» **ARBEITSANWEISUNG**:
Aktualisiere die Zeilen von der Zeile mit „For the audit, pick out each instance of the man's“ bis zum Ende des Materials, beide eingeschlossen, indem du „lake water“ durch „river water“ ersetzt. Alles andere bleibt unverändert, und gib nur diese Zeilen wieder.
┌──
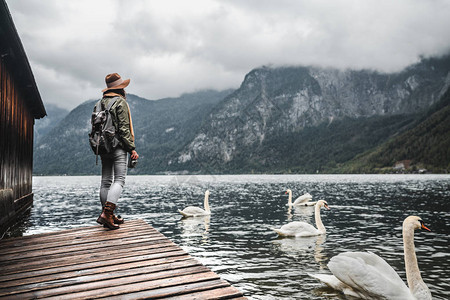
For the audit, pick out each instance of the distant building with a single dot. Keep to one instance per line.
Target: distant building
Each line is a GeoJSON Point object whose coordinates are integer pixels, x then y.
{"type": "Point", "coordinates": [20, 105]}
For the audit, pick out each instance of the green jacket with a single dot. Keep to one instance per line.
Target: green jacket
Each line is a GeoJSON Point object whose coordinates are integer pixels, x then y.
{"type": "Point", "coordinates": [119, 112]}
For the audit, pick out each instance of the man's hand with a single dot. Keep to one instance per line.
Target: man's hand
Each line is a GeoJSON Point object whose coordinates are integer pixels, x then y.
{"type": "Point", "coordinates": [134, 155]}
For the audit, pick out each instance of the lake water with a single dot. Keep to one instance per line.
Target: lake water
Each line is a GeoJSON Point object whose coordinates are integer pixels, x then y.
└──
» **ERGEBNIS DER ÜBUNG**:
For the audit, pick out each instance of the man's hand with a single dot. Keep to one instance per line.
Target: man's hand
Each line is a GeoJSON Point object whose coordinates are integer pixels, x then y.
{"type": "Point", "coordinates": [134, 155]}
For the audit, pick out each instance of the river water with a single dot. Keep to one instance per line.
Target: river water
Each line is a GeoJSON Point object whose coordinates are integer pixels, x then y.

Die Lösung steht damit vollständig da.